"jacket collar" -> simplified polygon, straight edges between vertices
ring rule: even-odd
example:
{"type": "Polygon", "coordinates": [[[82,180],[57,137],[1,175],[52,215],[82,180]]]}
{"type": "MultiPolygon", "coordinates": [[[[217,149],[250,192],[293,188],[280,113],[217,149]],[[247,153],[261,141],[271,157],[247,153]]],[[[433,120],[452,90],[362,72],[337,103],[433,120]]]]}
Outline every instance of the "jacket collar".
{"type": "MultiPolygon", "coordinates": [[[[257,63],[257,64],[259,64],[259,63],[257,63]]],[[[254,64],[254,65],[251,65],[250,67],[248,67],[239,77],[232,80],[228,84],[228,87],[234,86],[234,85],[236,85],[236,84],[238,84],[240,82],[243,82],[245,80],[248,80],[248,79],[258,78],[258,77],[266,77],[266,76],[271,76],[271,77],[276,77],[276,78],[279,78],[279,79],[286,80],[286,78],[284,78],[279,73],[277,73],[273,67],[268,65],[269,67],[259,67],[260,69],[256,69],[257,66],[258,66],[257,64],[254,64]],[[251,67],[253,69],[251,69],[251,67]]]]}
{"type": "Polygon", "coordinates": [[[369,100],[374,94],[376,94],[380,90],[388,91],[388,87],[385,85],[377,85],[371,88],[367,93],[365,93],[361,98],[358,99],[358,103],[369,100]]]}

--- --- ---

• Work to be completed: Every entry, written out exactly, is what the response should contain.

• Your solution:
"jacket collar" -> simplified polygon, straight edges between vertices
ring rule: even-odd
example:
{"type": "Polygon", "coordinates": [[[82,180],[57,137],[1,175],[52,215],[82,180]]]}
{"type": "MultiPolygon", "coordinates": [[[[217,149],[250,192],[293,188],[280,113],[217,149]],[[247,153],[261,141],[271,157],[247,153]]],[[[433,120],[452,90],[362,72],[337,103],[433,120]]]]}
Outline every instance of the "jacket collar".
{"type": "MultiPolygon", "coordinates": [[[[257,63],[257,64],[259,64],[259,63],[257,63]]],[[[254,64],[254,65],[251,65],[250,67],[248,67],[239,77],[232,80],[228,84],[228,87],[234,86],[234,85],[236,85],[236,84],[238,84],[240,82],[243,82],[245,80],[248,80],[248,79],[258,78],[258,77],[266,77],[266,76],[271,76],[271,77],[276,77],[276,78],[279,78],[279,79],[286,80],[286,78],[284,78],[279,73],[277,73],[273,67],[268,65],[269,67],[259,67],[260,69],[256,69],[257,66],[258,66],[257,64],[254,64]],[[251,67],[253,69],[251,69],[251,67]]]]}
{"type": "Polygon", "coordinates": [[[369,100],[374,94],[376,94],[380,90],[388,91],[388,87],[385,85],[377,85],[371,88],[367,93],[365,93],[361,98],[358,99],[358,103],[369,100]]]}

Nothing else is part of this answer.